Text section:
— Start —

Sophocles and Shakespeare (re)visited: Heiner Mueller, Bertolt Brecht and the issue of adaptation in East German Theatre

Natasa Masanovic, Purdue University

Abstract

The purpose of the present dissertation is to examine the concept of “adaptation,” as it was used by the most influential and most radical German playwrights Bertolt Brecht and Heiner Müller in their political theatre. An adaptation proved to be a useful disguise for both German dramatists at times of literary censorships, oppression, harassments and bans of state-directed cultural policies. Both Bertolt Brecht and Heiner Müller went twice through such difficult times, yet in a reversed order: Brecht first experienced the rule of National Socialists and then saw the first decade of the Socialist regime, while for his inheritor Heiner Müller the days of National Socialism came first and they were soon followed by a Communistic dictatorship in former East Germany. During these periods, instead of writing brand new plots, both dramatists chose to work on different originals of ancient Greek playwrights, or to rework Shakespeare's dramas. These adaptations provided them with adequate texts and performance scripts to relentlessly express critique of and their opposing ideas to the respective governments, that in their eyes were the sole responsible source of violence (“Staat als Gewalt”). These works would allow them to pass the censor. This study concentrates on one Sophoclean and one Shakespearean adaptation of each playwright, and shows in what ways both Brecht and Müller made the fullest possible use of the theatre machine in their adaptations, displaying how the average citizen was implicated in the horrors of the “fascist” and “socialist” states, in order to break through censorships, to defy the views of the contemporary government and to open the eyes of their readers/audience to the existing socio-political realities (e.g. every day terror, violence, suppression, lack of humanism) of their country.

— End —

Dataset rows:
— Start —

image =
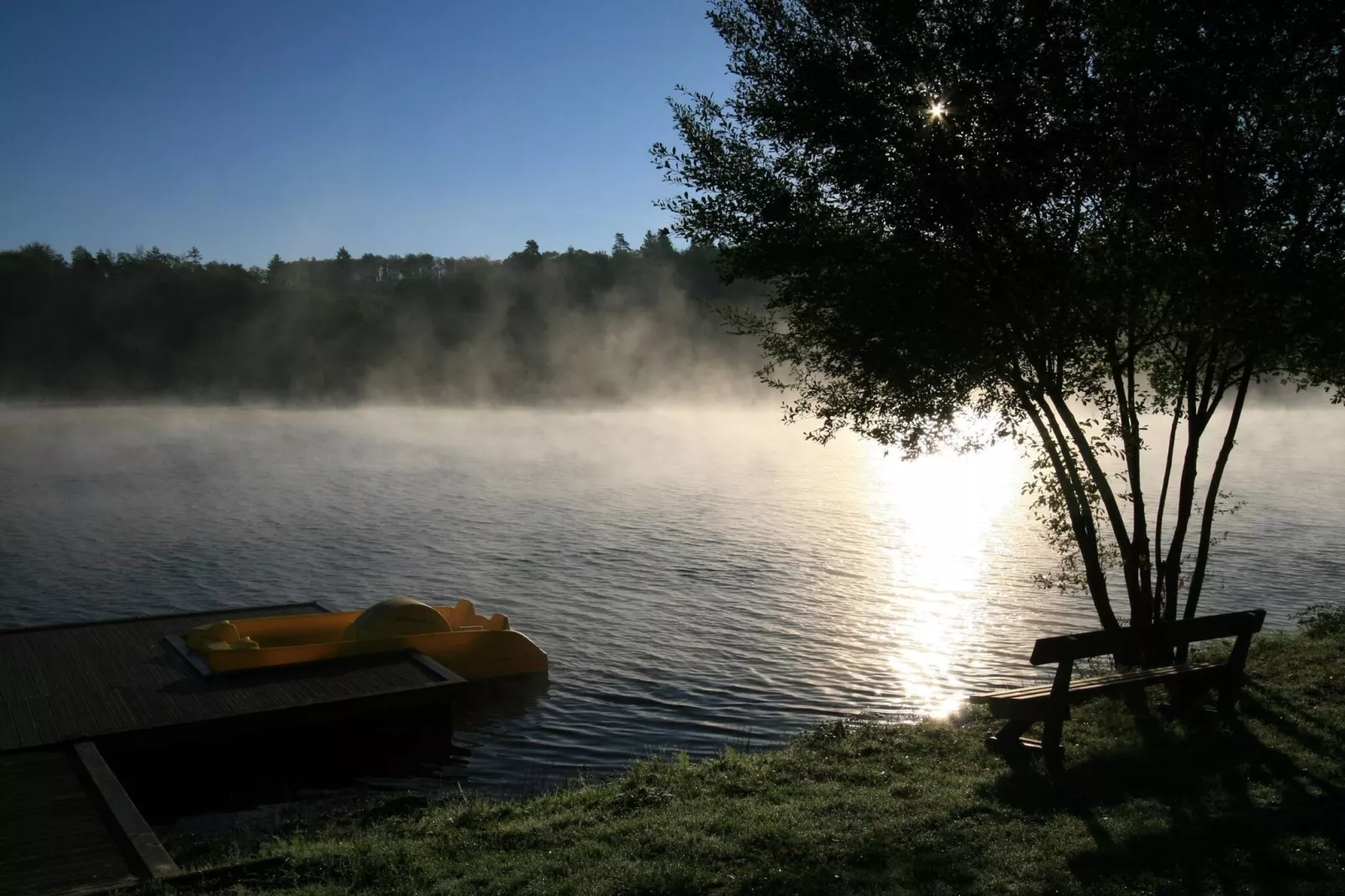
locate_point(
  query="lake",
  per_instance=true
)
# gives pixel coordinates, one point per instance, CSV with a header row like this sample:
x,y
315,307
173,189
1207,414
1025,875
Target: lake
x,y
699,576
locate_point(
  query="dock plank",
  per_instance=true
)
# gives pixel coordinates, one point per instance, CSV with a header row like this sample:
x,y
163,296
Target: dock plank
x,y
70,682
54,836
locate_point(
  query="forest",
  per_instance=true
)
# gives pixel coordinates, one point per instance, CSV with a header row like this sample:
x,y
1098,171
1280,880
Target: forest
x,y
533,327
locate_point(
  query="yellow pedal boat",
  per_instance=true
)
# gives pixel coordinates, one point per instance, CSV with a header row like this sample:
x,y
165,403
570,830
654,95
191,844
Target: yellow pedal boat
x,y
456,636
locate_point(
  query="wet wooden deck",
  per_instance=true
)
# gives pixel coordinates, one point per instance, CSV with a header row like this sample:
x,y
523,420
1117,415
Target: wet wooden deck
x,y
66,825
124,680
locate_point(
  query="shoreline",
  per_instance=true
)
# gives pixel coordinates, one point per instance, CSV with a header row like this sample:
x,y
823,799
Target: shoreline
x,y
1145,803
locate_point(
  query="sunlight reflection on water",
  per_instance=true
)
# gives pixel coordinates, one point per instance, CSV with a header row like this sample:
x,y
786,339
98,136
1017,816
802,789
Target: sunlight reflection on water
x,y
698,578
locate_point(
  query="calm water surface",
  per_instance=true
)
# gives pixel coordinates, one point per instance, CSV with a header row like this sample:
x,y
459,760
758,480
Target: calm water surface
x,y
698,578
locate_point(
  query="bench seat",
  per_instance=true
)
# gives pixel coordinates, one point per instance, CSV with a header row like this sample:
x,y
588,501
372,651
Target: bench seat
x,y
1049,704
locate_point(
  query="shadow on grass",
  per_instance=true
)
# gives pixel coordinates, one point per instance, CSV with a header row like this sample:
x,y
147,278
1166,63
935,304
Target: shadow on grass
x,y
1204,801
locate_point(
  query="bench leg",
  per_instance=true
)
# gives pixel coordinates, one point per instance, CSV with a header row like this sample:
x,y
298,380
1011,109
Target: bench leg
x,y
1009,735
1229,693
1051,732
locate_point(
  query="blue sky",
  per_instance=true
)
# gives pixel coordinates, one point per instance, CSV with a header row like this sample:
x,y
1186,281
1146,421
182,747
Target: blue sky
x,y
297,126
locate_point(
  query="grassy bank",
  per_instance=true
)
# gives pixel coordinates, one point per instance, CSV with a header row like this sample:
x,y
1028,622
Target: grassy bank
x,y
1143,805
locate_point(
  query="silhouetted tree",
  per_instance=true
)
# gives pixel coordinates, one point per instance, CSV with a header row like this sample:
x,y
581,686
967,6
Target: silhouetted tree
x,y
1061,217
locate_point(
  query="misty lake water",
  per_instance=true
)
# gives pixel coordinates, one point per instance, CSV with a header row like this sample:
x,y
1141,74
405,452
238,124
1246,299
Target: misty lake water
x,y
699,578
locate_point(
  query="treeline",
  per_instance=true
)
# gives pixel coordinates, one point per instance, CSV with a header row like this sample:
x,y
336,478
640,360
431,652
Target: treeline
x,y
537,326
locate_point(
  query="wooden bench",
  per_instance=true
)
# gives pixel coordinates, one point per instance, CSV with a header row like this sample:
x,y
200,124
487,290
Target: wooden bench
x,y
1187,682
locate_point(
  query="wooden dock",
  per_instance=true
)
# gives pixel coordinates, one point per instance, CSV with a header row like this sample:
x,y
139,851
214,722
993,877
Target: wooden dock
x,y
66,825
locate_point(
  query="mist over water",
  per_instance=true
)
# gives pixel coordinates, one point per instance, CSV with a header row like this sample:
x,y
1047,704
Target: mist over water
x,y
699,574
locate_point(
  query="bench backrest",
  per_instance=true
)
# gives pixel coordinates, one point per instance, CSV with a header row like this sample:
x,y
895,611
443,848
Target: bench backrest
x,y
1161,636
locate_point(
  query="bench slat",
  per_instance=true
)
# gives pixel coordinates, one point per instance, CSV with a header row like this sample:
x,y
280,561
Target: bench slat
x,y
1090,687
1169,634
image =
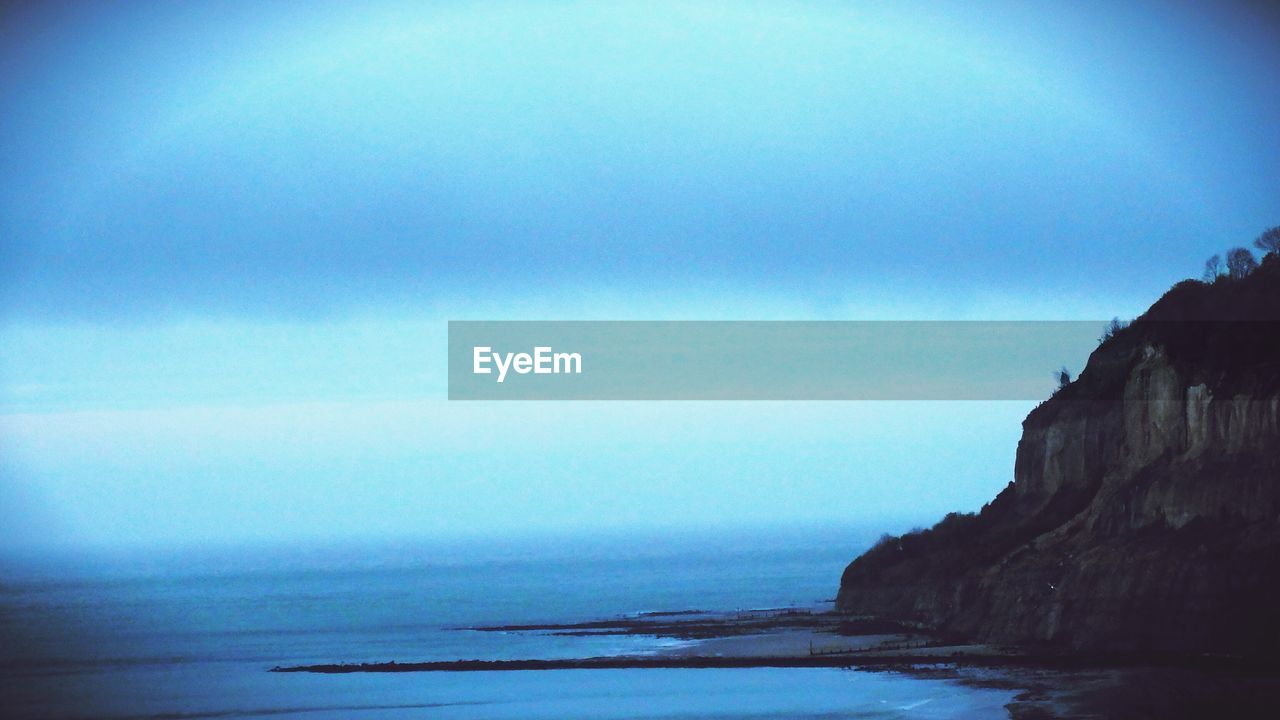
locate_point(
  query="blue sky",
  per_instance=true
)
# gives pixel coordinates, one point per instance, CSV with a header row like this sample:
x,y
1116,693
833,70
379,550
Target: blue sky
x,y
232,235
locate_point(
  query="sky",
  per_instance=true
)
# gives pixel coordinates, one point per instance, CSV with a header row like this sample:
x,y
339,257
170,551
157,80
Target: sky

— End —
— Start —

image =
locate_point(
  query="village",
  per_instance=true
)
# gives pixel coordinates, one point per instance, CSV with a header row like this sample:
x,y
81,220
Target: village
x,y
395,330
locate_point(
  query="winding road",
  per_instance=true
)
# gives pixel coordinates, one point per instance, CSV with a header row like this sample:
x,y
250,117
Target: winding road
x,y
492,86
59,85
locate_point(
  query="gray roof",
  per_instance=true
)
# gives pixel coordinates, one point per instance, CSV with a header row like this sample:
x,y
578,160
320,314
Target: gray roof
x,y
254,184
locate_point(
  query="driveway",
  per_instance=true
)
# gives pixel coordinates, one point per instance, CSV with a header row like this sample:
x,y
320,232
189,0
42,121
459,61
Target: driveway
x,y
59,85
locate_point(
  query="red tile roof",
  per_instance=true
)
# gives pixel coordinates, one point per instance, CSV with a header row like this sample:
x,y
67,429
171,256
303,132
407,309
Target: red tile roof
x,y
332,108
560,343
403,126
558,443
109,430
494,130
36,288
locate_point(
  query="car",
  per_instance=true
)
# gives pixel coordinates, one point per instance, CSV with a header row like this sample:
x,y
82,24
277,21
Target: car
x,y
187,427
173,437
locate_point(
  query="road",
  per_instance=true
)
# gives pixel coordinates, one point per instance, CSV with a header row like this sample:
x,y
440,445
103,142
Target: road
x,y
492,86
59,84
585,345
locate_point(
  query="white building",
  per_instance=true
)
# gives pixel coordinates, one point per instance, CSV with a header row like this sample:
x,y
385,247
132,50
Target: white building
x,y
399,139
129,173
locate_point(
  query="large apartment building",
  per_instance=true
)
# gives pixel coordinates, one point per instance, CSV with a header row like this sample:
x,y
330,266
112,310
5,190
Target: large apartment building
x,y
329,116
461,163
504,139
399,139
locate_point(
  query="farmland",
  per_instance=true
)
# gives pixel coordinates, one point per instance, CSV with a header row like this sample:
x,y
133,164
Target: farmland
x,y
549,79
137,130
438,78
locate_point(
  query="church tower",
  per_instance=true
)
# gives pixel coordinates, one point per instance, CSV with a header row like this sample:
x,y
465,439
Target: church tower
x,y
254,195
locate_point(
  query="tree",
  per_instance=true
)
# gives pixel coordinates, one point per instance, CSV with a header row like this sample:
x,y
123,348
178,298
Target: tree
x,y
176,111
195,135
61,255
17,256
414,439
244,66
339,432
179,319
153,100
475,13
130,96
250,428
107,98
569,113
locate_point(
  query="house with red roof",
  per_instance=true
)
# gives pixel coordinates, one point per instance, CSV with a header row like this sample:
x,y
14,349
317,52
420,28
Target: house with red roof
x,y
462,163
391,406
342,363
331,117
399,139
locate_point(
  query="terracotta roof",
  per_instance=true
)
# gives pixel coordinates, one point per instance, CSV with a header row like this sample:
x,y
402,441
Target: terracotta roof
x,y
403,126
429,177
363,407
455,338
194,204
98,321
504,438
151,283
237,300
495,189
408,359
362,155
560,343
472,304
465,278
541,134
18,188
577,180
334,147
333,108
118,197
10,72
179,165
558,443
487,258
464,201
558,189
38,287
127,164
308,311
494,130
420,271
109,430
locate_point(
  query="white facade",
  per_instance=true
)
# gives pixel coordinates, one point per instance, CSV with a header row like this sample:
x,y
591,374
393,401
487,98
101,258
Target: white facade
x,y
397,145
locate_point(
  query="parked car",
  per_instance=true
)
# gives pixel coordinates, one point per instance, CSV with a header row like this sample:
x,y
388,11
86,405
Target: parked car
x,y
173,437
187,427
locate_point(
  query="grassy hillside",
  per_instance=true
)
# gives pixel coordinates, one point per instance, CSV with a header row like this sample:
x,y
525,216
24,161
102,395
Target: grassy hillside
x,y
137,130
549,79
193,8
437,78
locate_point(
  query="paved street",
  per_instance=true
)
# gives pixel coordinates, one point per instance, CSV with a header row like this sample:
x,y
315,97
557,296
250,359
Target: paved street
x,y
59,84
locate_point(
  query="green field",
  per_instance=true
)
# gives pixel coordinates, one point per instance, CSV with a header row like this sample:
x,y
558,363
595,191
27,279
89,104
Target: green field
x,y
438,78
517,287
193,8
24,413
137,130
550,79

— End —

Short task 1: Which two adaptations by each playwright does the dissertation abstract say the study concentrates on?
Short task 2: Show every line of the dataset rows that contains the string "wooden", treating uppercase and lowercase as different.

Expected answer 1: One Sophoclean and one Shakespearean adaptation by each playwright.

Expected answer 2:
  query="wet wooden deck",
Target: wet wooden deck
  query="wooden bench",
Target: wooden bench
  query="wooden dock",
Target: wooden dock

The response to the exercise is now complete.